What you output must be the exact lines from the first line of the data through the one holding "[indicate] lit window", with no pictures.

### Photo-based referring expression data

::::::::

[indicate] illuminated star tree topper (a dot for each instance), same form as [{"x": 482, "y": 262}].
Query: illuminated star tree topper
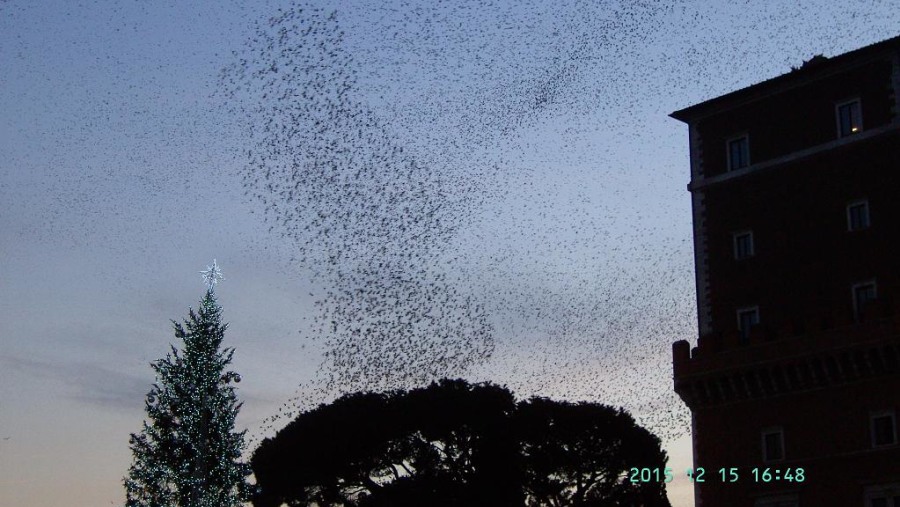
[{"x": 212, "y": 275}]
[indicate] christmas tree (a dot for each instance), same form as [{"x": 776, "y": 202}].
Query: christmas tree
[{"x": 188, "y": 454}]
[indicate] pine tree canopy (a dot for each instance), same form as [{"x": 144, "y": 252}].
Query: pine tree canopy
[{"x": 188, "y": 454}]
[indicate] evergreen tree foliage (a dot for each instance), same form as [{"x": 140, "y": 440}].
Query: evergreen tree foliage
[{"x": 188, "y": 454}]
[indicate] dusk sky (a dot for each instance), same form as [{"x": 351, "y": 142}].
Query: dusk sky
[{"x": 141, "y": 140}]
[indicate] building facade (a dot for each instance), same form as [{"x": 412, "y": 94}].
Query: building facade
[{"x": 794, "y": 385}]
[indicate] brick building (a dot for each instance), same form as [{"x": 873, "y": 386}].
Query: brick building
[{"x": 795, "y": 187}]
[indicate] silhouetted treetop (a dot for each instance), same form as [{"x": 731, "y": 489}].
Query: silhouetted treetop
[{"x": 453, "y": 444}]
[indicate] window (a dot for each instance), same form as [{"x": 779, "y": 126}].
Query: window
[
  {"x": 743, "y": 244},
  {"x": 773, "y": 444},
  {"x": 858, "y": 215},
  {"x": 738, "y": 153},
  {"x": 849, "y": 118},
  {"x": 747, "y": 318},
  {"x": 863, "y": 294},
  {"x": 884, "y": 429}
]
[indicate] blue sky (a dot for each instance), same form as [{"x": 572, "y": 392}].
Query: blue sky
[{"x": 543, "y": 127}]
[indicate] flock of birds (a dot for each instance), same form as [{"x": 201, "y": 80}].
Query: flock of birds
[{"x": 402, "y": 169}]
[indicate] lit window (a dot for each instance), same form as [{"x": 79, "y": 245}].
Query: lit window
[
  {"x": 738, "y": 153},
  {"x": 858, "y": 215},
  {"x": 849, "y": 118},
  {"x": 884, "y": 429},
  {"x": 743, "y": 244},
  {"x": 863, "y": 294},
  {"x": 773, "y": 444},
  {"x": 747, "y": 318}
]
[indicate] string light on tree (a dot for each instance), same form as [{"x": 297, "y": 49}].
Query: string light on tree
[{"x": 188, "y": 454}]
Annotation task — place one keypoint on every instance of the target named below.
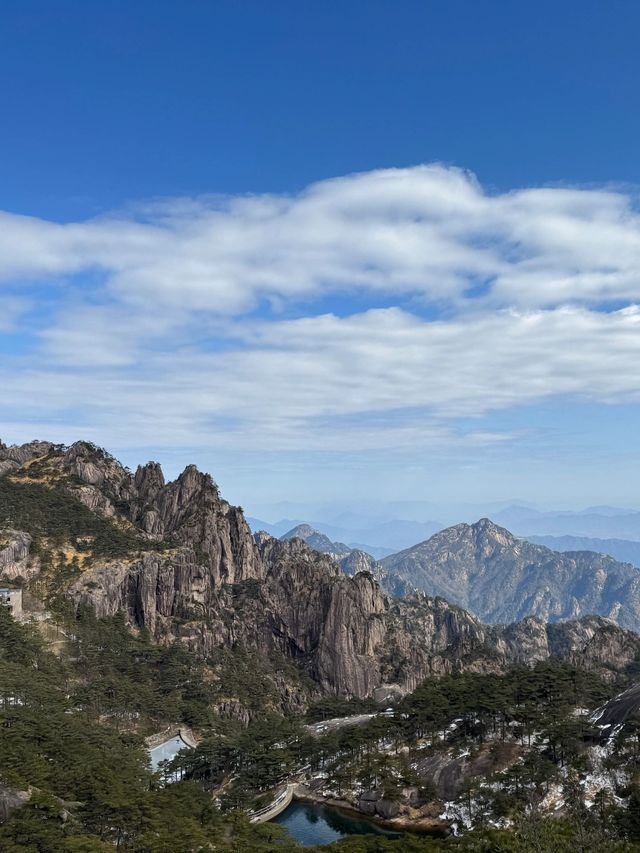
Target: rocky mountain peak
(485, 568)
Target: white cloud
(427, 230)
(380, 379)
(151, 336)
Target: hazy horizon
(317, 294)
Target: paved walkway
(281, 802)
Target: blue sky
(327, 250)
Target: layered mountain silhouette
(174, 558)
(500, 578)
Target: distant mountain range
(595, 522)
(379, 540)
(382, 538)
(620, 549)
(500, 578)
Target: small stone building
(11, 598)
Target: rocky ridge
(197, 575)
(500, 578)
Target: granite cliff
(181, 562)
(500, 578)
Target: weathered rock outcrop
(485, 569)
(196, 574)
(14, 554)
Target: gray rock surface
(500, 578)
(201, 578)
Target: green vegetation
(54, 518)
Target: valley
(149, 607)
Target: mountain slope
(484, 568)
(624, 550)
(180, 562)
(316, 540)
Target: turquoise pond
(311, 823)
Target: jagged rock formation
(14, 555)
(500, 578)
(352, 561)
(318, 541)
(194, 573)
(624, 550)
(359, 561)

::::::::

### Exercise result
[indicate] illuminated star tree topper (a dot for each instance), same form as [{"x": 482, "y": 262}].
Query: illuminated star tree topper
[{"x": 212, "y": 275}]
[indicate] christmas tree (a dot for each instance), same form as [{"x": 776, "y": 202}].
Query: christmas tree
[{"x": 188, "y": 454}]
[indicate] pine tree canopy (a dot for each instance), same form as [{"x": 144, "y": 252}].
Query: pine tree canopy
[{"x": 188, "y": 454}]
[indicate] evergreen tree foliage (a dot for each instance), same form as [{"x": 140, "y": 440}].
Query: evergreen tree foliage
[{"x": 188, "y": 454}]
[indicate] dusk sky (a dot for each instance), same form as [{"x": 351, "y": 142}].
Query: dusk sky
[{"x": 141, "y": 140}]
[indicate] building facade (a dot for each instance), same form as [{"x": 412, "y": 94}].
Query: building facade
[{"x": 794, "y": 385}]
[indicate] brick building (a dot for each instance), same form as [{"x": 873, "y": 386}].
Query: brick building
[{"x": 795, "y": 187}]
[indicate] silhouetted treetop (a dot for each instance), same form as [{"x": 731, "y": 489}].
Query: silhouetted treetop
[{"x": 453, "y": 444}]
[indicate] window (a dot for each instance), same form as [{"x": 779, "y": 126}].
Query: window
[
  {"x": 743, "y": 244},
  {"x": 773, "y": 444},
  {"x": 858, "y": 215},
  {"x": 738, "y": 153},
  {"x": 849, "y": 118},
  {"x": 747, "y": 318},
  {"x": 863, "y": 294},
  {"x": 884, "y": 429}
]
[indicate] blue sky (a dot for each instance), same form as [{"x": 572, "y": 392}].
Query: blue sky
[{"x": 543, "y": 127}]
[indicate] flock of birds (a dot for each instance), same form as [{"x": 201, "y": 80}].
Query: flock of birds
[{"x": 402, "y": 169}]
[indicate] lit window (a dot for each instance), same form as [{"x": 79, "y": 245}].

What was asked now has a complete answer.